_Material for this exercise_
+ + + + + + +

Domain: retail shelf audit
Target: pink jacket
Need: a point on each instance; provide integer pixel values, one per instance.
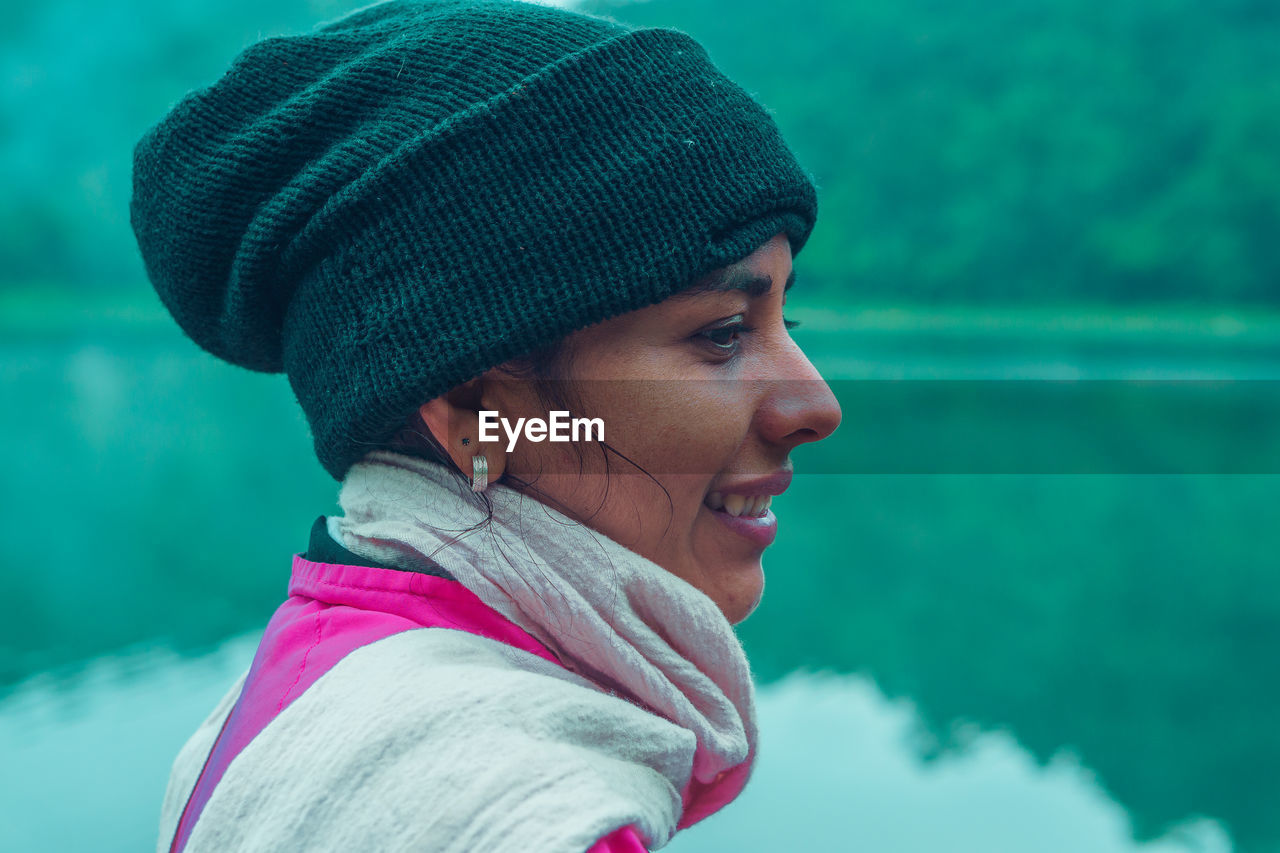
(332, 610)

+ + + + + + +

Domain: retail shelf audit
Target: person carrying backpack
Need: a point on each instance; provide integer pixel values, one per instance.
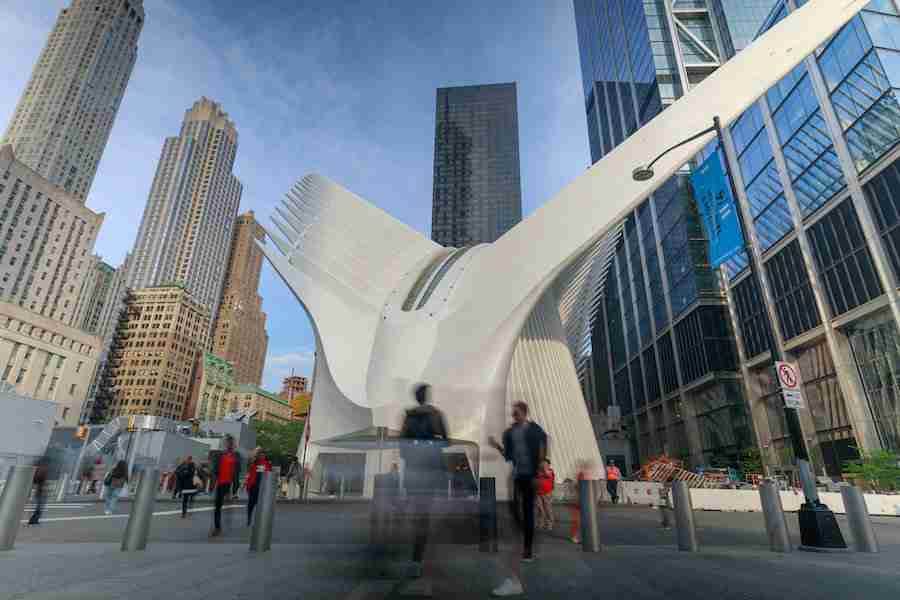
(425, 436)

+ + + + + + +

_Your instructions_
Find the word "Target" in the listing above. Copy each line where it appears.

_Output for this exercise_
Target: pink jacket
Target: person carrying backpack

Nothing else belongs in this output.